— Begin —
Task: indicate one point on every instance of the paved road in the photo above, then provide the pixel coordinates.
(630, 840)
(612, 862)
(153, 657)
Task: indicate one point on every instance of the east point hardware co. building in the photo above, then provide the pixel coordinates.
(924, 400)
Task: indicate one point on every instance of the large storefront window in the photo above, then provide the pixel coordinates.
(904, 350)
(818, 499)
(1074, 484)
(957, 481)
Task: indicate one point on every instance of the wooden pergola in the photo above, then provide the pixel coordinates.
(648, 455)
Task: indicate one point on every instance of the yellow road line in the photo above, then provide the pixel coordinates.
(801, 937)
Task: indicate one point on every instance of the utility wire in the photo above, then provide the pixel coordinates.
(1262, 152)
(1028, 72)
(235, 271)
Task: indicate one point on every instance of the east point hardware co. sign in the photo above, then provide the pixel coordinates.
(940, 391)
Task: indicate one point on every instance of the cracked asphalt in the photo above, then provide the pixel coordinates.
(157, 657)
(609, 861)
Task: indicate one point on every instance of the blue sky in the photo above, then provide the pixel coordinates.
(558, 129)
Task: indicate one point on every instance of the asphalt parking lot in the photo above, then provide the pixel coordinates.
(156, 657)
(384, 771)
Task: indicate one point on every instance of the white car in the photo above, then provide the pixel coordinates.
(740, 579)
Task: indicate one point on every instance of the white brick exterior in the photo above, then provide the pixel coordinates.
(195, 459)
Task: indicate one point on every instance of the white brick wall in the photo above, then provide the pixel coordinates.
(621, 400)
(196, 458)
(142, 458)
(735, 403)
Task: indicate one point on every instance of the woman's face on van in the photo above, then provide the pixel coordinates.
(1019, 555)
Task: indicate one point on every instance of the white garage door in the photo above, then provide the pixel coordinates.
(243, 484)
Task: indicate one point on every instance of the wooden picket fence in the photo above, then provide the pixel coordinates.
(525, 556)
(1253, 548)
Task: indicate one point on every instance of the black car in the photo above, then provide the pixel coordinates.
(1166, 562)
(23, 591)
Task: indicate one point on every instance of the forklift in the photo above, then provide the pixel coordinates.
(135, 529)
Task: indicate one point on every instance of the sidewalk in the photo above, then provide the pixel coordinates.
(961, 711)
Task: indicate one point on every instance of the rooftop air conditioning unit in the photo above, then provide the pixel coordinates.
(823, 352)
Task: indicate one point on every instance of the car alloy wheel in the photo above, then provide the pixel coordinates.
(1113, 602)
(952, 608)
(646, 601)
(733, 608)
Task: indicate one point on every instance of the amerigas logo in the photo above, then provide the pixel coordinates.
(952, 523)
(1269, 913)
— End —
— Begin —
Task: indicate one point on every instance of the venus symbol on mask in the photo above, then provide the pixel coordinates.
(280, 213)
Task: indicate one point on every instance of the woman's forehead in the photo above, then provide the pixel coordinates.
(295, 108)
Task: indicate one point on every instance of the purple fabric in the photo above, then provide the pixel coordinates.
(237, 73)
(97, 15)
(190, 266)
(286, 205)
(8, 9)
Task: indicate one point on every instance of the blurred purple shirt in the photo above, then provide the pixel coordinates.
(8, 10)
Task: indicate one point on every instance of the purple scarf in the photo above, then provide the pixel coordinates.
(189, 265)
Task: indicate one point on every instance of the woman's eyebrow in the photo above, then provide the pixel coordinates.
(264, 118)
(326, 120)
— End —
**DIRECTIONS FOR THIS TASK**
Rewrite the entries from the line with "Task: indicate one point on every instance of the forklift" up to and including the line with "(1269, 913)", with each request unchanged. Multiply every coordinate in the answers by 1.35 and round each result to a whole number, rounding halves up.

**ANSWER TO THE EXERCISE**
Task: indicate one point on every instance of the forklift in the photo above, then provide the pixel coordinates.
(182, 714)
Task: indicate one point on every instance of the sidewalk in the photo above, then provide the pixel coordinates.
(1297, 960)
Task: indicate one point on every instance of the rooftop air conditioning unit in the photo above, then provide the pixel coordinates.
(1111, 475)
Task: indicate one point on every instance of the car alloy wheel in the photo above, then provide the pixel coordinates.
(1503, 813)
(1285, 821)
(872, 811)
(990, 821)
Task: indicate one point on every instance of the amerigas logo in the photo above, then provide the pixel coordinates.
(1285, 706)
(1713, 1233)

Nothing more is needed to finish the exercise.